DATA TO USE ▸
══════

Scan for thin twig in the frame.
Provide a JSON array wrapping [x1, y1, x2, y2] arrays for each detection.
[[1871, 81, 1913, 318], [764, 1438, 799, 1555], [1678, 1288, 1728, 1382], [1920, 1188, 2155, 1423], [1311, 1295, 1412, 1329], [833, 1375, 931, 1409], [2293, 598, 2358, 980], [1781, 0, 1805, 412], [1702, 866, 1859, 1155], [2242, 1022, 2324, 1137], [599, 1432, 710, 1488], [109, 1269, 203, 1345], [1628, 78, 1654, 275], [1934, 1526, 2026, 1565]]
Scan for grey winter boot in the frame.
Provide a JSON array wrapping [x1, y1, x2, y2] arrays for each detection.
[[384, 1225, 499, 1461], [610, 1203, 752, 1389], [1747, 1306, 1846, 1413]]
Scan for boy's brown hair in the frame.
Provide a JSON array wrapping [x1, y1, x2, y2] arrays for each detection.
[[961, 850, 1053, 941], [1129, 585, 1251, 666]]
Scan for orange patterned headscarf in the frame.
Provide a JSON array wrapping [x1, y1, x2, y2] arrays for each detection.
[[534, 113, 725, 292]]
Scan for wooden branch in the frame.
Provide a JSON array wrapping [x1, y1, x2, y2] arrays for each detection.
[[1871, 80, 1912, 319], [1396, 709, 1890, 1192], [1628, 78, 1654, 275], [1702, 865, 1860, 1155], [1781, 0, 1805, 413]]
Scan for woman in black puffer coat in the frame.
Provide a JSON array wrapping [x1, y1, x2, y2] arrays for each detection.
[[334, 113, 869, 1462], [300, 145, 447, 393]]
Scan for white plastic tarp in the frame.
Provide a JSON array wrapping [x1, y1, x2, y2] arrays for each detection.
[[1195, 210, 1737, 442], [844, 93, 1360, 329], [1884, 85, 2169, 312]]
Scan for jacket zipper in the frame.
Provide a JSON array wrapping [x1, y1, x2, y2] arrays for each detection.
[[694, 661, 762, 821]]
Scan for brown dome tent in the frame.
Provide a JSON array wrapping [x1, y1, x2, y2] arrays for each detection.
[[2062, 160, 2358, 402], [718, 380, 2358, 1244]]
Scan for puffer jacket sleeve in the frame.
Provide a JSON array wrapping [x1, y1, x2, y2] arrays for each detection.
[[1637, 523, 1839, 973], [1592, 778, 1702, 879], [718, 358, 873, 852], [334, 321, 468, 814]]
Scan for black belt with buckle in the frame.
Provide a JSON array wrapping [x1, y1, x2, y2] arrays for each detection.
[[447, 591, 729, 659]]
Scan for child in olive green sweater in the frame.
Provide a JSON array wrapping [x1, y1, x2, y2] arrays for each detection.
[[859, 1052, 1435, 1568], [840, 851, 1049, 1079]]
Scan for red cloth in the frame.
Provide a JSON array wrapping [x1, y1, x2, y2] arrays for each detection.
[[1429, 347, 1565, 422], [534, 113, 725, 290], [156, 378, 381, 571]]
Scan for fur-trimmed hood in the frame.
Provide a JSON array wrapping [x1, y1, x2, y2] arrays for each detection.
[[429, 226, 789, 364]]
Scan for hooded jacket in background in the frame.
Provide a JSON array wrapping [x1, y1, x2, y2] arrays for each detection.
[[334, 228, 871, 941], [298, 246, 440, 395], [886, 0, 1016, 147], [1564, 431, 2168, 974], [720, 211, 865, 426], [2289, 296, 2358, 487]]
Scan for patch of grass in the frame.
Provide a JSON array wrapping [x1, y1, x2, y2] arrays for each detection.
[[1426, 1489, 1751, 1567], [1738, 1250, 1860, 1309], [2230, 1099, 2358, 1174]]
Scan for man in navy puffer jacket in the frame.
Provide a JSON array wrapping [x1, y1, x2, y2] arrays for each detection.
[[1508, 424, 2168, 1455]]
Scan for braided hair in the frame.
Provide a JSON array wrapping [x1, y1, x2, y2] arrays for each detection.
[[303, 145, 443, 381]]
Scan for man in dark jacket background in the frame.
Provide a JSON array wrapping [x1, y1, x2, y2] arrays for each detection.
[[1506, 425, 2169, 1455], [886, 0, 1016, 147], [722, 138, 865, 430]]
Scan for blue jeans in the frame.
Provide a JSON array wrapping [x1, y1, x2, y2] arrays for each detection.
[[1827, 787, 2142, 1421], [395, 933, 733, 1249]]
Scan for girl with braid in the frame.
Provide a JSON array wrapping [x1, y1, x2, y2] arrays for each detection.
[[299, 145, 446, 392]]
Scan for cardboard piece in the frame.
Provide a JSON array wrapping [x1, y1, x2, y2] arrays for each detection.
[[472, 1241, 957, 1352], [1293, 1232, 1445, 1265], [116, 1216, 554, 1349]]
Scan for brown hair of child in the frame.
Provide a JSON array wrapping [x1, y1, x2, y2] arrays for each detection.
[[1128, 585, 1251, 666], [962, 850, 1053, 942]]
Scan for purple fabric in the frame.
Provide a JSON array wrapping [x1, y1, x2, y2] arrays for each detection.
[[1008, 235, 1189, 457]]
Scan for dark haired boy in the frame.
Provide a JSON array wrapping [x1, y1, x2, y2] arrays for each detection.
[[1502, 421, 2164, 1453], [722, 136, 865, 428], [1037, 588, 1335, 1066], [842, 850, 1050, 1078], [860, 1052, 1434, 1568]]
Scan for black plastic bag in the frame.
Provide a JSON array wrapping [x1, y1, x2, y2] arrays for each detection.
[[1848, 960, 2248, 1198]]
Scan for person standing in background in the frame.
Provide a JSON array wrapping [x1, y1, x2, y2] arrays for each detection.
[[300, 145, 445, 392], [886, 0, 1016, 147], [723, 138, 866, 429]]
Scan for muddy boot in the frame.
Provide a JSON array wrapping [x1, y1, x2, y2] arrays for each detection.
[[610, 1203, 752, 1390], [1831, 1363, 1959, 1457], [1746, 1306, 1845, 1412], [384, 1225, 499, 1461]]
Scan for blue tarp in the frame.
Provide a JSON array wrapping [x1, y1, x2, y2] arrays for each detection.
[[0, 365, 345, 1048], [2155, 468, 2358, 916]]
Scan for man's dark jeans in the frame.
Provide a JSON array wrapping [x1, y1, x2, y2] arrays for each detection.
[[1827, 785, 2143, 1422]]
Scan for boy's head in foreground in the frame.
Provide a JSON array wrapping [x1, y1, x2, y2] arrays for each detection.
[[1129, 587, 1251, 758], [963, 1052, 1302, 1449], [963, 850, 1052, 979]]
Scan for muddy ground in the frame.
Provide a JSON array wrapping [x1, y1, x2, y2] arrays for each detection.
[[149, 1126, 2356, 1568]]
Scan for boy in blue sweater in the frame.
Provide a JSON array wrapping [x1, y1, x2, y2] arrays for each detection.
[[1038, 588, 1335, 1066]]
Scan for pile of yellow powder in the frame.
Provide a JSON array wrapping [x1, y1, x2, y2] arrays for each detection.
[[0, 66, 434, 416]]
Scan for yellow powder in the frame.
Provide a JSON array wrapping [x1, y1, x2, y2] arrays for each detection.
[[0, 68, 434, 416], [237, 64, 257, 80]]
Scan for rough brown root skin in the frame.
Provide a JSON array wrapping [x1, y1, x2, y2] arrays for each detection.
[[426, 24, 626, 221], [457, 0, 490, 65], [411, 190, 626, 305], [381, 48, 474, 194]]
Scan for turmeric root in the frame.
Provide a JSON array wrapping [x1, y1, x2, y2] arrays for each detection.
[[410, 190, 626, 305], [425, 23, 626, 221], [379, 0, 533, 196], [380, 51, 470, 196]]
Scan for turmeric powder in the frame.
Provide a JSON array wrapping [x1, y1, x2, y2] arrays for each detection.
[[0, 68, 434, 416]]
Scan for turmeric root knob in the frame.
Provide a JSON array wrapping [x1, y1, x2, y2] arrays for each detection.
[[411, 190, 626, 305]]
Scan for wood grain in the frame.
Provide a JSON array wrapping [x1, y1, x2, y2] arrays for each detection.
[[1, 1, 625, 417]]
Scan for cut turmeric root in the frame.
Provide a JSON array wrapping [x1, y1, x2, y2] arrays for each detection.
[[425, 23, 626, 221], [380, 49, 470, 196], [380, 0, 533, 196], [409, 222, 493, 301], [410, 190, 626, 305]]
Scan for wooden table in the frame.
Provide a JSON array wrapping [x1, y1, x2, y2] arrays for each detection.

══════

EXERCISE OBJECTIVE ▸ Take the lines from the first line of the listing up to and including the line with "Scan for white plastic tarp in the frame." and give them again exactly.

RESPONSE BELOW ▸
Scan for thin twig in the frame.
Provide a JSON array wrapping [x1, y1, x2, y2] arrays for each detection.
[[1871, 81, 1913, 318], [764, 1438, 799, 1555], [1678, 1288, 1728, 1382], [1920, 1188, 2155, 1423], [1311, 1295, 1412, 1329], [833, 1375, 931, 1409], [2293, 598, 2358, 980], [1781, 0, 1805, 412], [1702, 866, 1859, 1155], [2242, 1022, 2324, 1137], [599, 1432, 710, 1488], [109, 1269, 203, 1345], [1628, 78, 1654, 275], [1934, 1526, 2026, 1565]]
Scan for grey winter boot in the frame.
Provide a JSON array wrapping [x1, y1, x2, y2] arrays for each detection.
[[384, 1225, 499, 1461], [610, 1203, 752, 1389], [1747, 1306, 1846, 1413]]
Scan for boy's brown hair in the frame.
Provide a JSON array wrapping [x1, y1, x2, y2] arrays for each detection.
[[961, 850, 1053, 941], [1129, 585, 1251, 666]]
Scan for orange patterned headscarf in the frame.
Provide a JSON array wrapping [x1, y1, x2, y2] arrays for each detection.
[[534, 113, 725, 292]]
Scan for wooden branch in the frame.
Provide a JSON array wrapping [x1, y1, x2, y2] arrays for each detection.
[[1871, 80, 1912, 319], [1396, 709, 1890, 1192], [1628, 78, 1654, 275], [1702, 865, 1860, 1155], [1781, 0, 1805, 413]]
Scan for woman in black puffer coat in the frame.
Provide a JSON array wrapping [x1, y1, x2, y2] arrays for each detection.
[[334, 113, 869, 1462], [300, 145, 447, 393]]
Scan for white plastic tarp in the frame.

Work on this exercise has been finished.